Selected excerpt ::

Opinion: NEU teacher strikes are only placing pressure on parents as the government has got comfortable with school closures
As children in Suffolk come back to the classroom after another week of spending more time out of it than in, there are suggestions more ballots for teacher strikes are on the cards.
Numerous work places now trial a four-day working week and if we don’t see some sign soon of ministers trying to resolve this dispute I’ll start to wonder whether the Department for Education might be just as comfortable with such an arrangement for children too, writes columnist Lauren Abbott.
Between bank holidays, a coronation and industrial action – and polling stations commandeering school sites in some instances last Thursday – attendance has been taking quite the hit.
Members of the National Education Union (NEU) in England have held three regional and five national strike days since February – the most recent on May 2 shut down more schools than ever.

[Natural-language object grounding data]
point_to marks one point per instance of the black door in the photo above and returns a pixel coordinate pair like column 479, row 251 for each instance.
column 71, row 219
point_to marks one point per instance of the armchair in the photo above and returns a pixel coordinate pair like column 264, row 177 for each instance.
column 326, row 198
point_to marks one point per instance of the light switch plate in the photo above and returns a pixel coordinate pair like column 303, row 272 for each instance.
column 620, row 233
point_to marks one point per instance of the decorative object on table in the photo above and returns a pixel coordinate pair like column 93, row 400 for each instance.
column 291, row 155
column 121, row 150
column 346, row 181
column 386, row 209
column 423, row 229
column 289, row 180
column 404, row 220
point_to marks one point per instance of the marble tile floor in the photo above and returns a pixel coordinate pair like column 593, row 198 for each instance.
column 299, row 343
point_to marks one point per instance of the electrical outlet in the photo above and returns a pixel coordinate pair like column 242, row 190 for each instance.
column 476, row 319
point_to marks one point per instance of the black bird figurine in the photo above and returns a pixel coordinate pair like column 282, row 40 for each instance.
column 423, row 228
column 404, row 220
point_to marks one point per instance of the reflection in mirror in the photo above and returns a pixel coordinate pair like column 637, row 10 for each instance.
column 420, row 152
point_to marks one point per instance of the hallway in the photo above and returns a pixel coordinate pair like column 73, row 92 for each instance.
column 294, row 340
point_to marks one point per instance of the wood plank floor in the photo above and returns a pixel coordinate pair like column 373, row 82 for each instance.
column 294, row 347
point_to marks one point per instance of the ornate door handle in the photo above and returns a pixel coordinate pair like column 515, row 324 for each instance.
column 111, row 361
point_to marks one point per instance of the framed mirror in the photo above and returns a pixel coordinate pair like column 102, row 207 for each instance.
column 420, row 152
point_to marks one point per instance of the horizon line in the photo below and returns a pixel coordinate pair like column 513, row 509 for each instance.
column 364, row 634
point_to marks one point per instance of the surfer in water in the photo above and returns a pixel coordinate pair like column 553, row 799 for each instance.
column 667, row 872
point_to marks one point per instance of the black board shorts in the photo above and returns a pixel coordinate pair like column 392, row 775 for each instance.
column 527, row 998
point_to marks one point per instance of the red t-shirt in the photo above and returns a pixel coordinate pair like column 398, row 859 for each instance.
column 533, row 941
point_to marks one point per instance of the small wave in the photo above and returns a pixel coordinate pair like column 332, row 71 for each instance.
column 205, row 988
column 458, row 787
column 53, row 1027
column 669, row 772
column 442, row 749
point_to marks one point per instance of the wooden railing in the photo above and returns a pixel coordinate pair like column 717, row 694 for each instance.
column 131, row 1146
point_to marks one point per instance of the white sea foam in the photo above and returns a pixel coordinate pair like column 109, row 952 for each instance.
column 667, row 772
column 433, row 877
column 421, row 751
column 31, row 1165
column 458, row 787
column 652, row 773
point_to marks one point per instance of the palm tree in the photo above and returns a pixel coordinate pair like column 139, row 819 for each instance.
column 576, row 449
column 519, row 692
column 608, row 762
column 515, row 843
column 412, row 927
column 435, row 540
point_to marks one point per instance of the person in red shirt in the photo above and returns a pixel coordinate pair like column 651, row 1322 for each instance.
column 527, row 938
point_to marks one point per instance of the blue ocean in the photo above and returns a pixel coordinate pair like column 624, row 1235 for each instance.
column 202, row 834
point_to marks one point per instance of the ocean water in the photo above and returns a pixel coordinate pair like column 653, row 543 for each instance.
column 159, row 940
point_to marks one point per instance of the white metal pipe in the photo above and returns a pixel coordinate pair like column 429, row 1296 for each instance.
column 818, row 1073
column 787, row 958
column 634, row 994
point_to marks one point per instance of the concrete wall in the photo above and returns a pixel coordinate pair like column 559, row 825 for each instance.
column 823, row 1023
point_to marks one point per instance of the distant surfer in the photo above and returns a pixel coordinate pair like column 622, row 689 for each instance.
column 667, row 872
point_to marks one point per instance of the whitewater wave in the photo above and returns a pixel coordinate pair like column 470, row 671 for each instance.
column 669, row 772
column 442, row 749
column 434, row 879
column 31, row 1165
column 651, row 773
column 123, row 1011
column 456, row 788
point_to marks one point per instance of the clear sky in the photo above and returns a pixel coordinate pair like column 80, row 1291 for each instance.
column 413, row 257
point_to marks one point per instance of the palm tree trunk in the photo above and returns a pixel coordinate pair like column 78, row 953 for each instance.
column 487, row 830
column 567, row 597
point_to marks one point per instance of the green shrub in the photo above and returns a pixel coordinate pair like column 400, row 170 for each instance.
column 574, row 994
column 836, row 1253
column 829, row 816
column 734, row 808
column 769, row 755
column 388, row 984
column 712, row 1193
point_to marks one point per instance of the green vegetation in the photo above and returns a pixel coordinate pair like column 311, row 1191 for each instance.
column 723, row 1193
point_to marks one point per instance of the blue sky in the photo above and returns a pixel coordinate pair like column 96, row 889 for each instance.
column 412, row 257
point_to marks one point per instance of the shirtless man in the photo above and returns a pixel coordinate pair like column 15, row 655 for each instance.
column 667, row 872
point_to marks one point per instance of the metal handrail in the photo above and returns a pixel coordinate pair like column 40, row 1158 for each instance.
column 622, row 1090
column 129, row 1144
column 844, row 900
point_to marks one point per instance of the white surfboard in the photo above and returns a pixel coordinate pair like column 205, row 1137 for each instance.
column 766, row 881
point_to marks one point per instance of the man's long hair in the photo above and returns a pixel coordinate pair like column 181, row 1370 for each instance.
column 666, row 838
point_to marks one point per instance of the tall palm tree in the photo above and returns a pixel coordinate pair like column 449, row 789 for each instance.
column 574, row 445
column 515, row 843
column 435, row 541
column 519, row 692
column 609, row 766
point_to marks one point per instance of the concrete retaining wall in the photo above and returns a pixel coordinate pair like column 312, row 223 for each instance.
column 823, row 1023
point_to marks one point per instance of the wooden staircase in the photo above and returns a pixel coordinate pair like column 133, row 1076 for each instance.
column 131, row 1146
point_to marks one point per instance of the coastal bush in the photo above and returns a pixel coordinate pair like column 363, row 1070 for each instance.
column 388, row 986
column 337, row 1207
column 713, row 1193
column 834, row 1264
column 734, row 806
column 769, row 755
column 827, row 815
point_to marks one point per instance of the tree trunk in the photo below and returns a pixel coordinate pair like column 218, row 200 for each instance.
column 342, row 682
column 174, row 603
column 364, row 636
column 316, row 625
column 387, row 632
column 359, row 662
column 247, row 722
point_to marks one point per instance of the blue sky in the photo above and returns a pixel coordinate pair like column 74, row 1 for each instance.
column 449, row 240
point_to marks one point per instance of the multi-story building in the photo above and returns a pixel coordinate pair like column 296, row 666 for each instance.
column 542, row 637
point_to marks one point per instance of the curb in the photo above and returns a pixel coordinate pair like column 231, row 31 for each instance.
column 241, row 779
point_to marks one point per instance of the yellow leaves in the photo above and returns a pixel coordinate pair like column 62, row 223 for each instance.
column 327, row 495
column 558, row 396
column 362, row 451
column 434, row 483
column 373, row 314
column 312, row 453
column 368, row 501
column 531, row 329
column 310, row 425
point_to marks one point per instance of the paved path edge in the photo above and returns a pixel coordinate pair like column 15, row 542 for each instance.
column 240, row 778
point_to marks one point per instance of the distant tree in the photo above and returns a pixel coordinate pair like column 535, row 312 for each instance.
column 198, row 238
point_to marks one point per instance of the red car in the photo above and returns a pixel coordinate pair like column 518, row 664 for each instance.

Work instruction 1 ::
According to the opinion piece on NEU teacher strikes, how many regional and national strike days have NEU members in England held since February?
Work instruction 2 ::
Retype everything in the opinion piece on NEU teacher strikes from "Opinion: NEU teacher" down to "on the cards.".

Answer space 1 ::
Three regional and five national strike days.

Answer space 2 ::
Opinion: NEU teacher strikes are only placing pressure on parents as the government has got comfortable with school closures
As children in Suffolk come back to the classroom after another week of spending more time out of it than in, there are suggestions more ballots for teacher strikes are on the cards.